§ Description of the task
Please repeat the records below exactly, skipping any pictures.

Entries taken from a collection
╭──
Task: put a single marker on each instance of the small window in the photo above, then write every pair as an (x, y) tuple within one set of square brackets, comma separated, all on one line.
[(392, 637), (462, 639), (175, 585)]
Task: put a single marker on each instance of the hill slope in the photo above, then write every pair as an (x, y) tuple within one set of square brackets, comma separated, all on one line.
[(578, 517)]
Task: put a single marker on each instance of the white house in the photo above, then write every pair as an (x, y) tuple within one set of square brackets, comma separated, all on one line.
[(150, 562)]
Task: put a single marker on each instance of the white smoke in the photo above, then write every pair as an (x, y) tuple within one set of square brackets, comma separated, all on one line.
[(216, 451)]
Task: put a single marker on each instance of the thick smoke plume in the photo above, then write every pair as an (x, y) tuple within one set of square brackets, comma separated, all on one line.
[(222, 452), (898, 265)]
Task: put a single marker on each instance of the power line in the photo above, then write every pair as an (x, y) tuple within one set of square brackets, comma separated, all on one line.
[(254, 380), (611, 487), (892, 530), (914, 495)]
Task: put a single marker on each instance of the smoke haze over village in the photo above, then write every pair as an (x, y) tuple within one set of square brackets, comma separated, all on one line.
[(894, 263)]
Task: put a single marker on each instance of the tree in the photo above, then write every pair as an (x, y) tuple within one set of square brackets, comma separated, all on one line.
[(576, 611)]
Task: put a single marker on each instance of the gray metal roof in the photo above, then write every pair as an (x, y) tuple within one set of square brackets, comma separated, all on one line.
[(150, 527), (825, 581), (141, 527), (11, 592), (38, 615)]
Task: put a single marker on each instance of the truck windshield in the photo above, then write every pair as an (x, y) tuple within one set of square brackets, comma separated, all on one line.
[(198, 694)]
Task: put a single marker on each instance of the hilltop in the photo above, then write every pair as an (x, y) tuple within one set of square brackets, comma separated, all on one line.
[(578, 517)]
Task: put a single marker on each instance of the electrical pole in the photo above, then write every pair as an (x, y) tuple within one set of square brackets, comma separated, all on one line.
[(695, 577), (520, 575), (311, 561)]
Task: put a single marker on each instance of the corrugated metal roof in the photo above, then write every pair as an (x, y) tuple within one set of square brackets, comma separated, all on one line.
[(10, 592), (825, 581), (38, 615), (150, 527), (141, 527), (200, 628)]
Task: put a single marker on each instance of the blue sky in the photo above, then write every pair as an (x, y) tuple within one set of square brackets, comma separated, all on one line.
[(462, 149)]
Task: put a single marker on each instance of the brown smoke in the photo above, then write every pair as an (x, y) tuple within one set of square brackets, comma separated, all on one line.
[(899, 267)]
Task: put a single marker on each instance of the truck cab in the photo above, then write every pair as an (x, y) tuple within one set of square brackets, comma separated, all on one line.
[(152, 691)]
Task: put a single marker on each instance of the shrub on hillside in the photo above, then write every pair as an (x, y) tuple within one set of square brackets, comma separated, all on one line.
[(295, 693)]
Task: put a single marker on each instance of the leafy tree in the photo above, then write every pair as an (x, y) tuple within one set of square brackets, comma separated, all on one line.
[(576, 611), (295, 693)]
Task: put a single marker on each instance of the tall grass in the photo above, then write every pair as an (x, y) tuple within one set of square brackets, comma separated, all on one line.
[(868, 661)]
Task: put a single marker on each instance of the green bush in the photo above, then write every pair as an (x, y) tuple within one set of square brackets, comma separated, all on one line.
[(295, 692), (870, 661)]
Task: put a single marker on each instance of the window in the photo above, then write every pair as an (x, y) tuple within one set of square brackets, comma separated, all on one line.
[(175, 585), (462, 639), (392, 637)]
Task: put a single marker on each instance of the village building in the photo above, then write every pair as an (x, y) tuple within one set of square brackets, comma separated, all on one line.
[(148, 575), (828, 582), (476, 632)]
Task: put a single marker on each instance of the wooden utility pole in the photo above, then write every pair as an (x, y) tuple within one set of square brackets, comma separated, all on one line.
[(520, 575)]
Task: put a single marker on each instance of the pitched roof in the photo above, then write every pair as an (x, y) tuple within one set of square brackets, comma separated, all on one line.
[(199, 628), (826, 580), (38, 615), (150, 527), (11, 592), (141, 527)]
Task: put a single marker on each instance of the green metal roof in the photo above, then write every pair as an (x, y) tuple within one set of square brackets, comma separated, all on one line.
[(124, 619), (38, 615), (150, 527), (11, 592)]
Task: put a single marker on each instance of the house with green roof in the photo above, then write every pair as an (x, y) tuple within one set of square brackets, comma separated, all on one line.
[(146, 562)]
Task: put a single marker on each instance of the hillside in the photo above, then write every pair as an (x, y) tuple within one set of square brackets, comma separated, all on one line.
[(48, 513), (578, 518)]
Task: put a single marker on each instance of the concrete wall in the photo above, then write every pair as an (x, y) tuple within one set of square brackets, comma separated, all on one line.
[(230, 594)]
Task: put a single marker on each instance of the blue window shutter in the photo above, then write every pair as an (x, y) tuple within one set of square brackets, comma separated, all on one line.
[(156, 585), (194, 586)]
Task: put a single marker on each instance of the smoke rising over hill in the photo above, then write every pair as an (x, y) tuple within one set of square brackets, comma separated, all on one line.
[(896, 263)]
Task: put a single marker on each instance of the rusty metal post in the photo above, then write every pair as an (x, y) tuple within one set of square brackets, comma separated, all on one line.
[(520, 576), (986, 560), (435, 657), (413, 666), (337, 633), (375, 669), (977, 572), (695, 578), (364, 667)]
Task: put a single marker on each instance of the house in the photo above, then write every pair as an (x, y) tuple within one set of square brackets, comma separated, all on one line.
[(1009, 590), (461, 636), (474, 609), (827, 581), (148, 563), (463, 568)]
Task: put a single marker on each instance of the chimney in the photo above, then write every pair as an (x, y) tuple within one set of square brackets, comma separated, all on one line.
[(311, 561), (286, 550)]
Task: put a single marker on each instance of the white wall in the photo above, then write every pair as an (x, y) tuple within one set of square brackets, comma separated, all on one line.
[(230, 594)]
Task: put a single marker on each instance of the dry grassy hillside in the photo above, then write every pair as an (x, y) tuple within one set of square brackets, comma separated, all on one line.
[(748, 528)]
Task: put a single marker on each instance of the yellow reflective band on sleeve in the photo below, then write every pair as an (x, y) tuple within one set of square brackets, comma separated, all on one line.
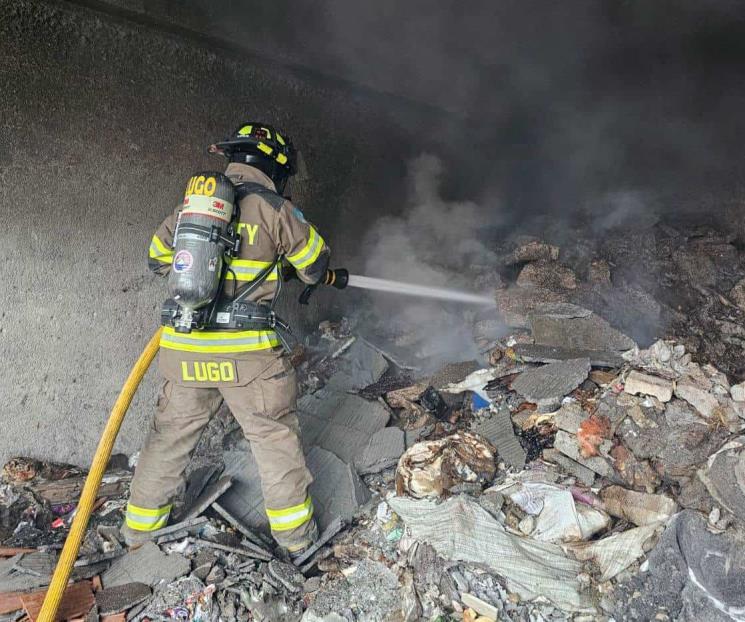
╰──
§ Solution below
Task: put a single marker on each instance of the small window in the photo above, then write every pair as an (x, y) tuple within one set of square brackets, comma separated, all on one line.
[(392, 637), (462, 639), (175, 585)]
Task: put a single marker on each instance of the hill slope in the photo above, then write every pair as an (x, y) tuple within one set of square brackets, comma separated, all on one line.
[(578, 517)]
Task: put a single marker on each instance of the white house in the photo above, then write every pair as an (x, y) tuple within one set of square brackets, comma separated, all on one line.
[(150, 562)]
Task: put a single marker on each instance of the white smoke in the photo above, then write every pair as an (x, y) tuple within one set of square brackets, comma separated, all on one line.
[(216, 451)]
Task: put a single marker on each instance of the thick smoke plume in the photo above, then write every pair as an (x, y) tuple within one set of square brackets, comma separated, all on one line.
[(222, 452), (898, 265)]
Task: put a single marker on each instance of the power line in the photo above, then write every pair as an (x, y) tuple within one set of square brackets, comma separated, all on one line.
[(254, 380), (611, 487), (892, 530), (914, 495)]
Task: put a single marker on each instance of the smoke haze over village in the photo above, then write every pair as an (x, y) tuple within one set of square brackets, comma separated, all on one line.
[(894, 263)]
Task: put a single marker on each instance of the tree in the photo above, then write every pair as an (x, y) tuple within one set of square brackets, comma separated, all on one line.
[(576, 611)]
Task: put a single marker on each instance of the gray metal roof in the photo above, then write every pair as an (x, y) tuple within one set of square brackets, comma separated, all on one line.
[(150, 527), (825, 581), (141, 527), (11, 592), (38, 615)]
Task: put a single marker on each instance of the truck windshield in the photo above, then write every pair as an (x, y) tuple within one set of square brackets, comma separated, all on one line.
[(198, 694)]
Task: put a single marker on each instance of the hilltop in the photo above, then write every pair as an (x, y) tuple within one set of square brackets, comma separated, all on one line.
[(578, 517)]
Task: put a single marker on each instance of the electrical pole in the photo above, then write every pair as an (x, y) tuple within one set of square brackets, comma separated, all on one line.
[(695, 577), (520, 575), (311, 561)]
Task: put a single marker on each instance of the corrugated metal roof in the photo above, then write every pair as an (x, y) tuple within one set of square brackets, comma separated, all on one line.
[(10, 592), (825, 581), (38, 615), (150, 527), (141, 527), (200, 628)]
Task: put a single marker on each instance of the blue sky in the photo above, then write every pair as an (x, y) tuple within one set of square brackets, comma separated, all on one line.
[(462, 149)]
Task: put a single marker on each instance of the brown smoke in the photo above, then write every pair as an (x, y) tuple within one set of square brackets, comma separated, all on one line.
[(899, 267)]
Task: put a single marker on each instance of the truck cab in the photo above, then write every pair as an (x, y) tuple within one set of square brackets, comma separated, all on one line.
[(152, 691)]
Task: put a single marker on each instance of the shrub on hillside in the photo above, then write every pair as an (x, y) tuple within one set of square brackets, comma separated, all on one line.
[(295, 693)]
Task: put a single marker on each instance of the leafy tree in the photo above, then write every pair as an (x, y) tuple within one set of square brackets, comma separated, all on one line.
[(576, 611), (295, 693)]
Task: put a single marker on each instance of the tall grass in the photo above, then write every pair as an (x, y) tuple within one set of square brackets, comma separated, all on one line.
[(868, 661)]
Task: put a single marker on each instance of the green bush in the photo above, then write every pair as an (x, y) tuple within one set of square brackets, comma separated, all on one line.
[(295, 692), (870, 661)]
Task: put a single marker on each instance of the window in the photo above, then write every pair as an (x, y) tuple within one set of square brackets, comma separated, all on one line.
[(175, 585), (462, 639), (392, 637)]
Task: put a single marker on each instance of the village building in the photo above, then write every pair as an (x, y) tuple within one set of square brackets, comma separated, all on one line.
[(148, 575), (828, 582), (476, 632)]
Task: put a single marker on each instance of the wooden utility pole in the photo above, then write every pair as an (x, y) tuple within one set of square brackets, comma separated, all on one line.
[(520, 575)]
Task: put a single marker on each instance of the pitched roof in the photo above, then write every pair as an (x, y) tuple within one set of square brackets, comma separated, all on one line.
[(199, 628), (826, 580), (38, 615), (150, 527), (11, 592), (141, 527)]
Task: put a single marker on each instance of the green metal roof in the photo above, then write every pair as an (x, y) tuple within one set of square brackets, comma separated, all on one line.
[(124, 619), (38, 615), (150, 527), (11, 592)]
Task: put a single marker on each instance of the house with green roof in the photo above, then write every pair as an (x, y) tuple within one set of square brackets, comma separated, all on one line.
[(146, 562)]
Task: put a single marker on each instance of the hillside in the photo above, then write every pair as an (x, y) tuple within one set of square brackets, comma separated, all on one line.
[(48, 513), (578, 518)]
Task: put a single marker on each instance of the concrete wall in the photo above, then write every pair as an (x, y) tuple within one set of square brackets, comma separated, all on one line.
[(230, 594)]
Task: put a single marker on each instance of the blue window shutter in the photo above, then write every pair as an (x, y) tuple within one set of square brackets, comma separated, all on one line.
[(156, 585), (194, 586)]
Task: put a single marker on each instance of the smoke rising over hill in the photo above, then write every pair as an (x, y) tuple within one set of square brackets, comma separated, all on one line.
[(896, 263)]
Task: put a single marker on each instance of the rusty metal post in the photo above, then write every pair as an (x, y) tuple within one set of square brackets, comma separated, all on one line.
[(520, 576), (986, 560), (435, 657), (413, 666), (337, 633), (375, 669), (977, 572), (695, 578), (364, 667)]
Task: put a single marker on each instance of the house in the photo above, then write every pair as an (x, y) tuple within one set of square brackets, comma separated, all on one line.
[(1009, 590), (461, 636), (474, 609), (827, 581), (148, 563), (463, 568)]
Task: put a single marker on each instance of the chimney in the photo above, then write every pair as an (x, y) tuple within one set of square brackets, comma separated, all on one line.
[(311, 561), (286, 550)]
Task: put a single marker on each instance of the white wall in the photo above, then write every pair as an (x, y) tuple within one set of square brackets, comma separated, all on one line.
[(230, 594)]
Task: put a single marker on each instance of the dry grassy hillside in the photo above, then write every pair as an (x, y) tuple within one set of square brackets, comma separated, all on one line.
[(748, 528)]
Task: put a single marker on each instance of the yellow reflective band on sleeve in the photo below, then write every pair as an (x, y) tuple within one set of square brackets, comma separated, all on one line.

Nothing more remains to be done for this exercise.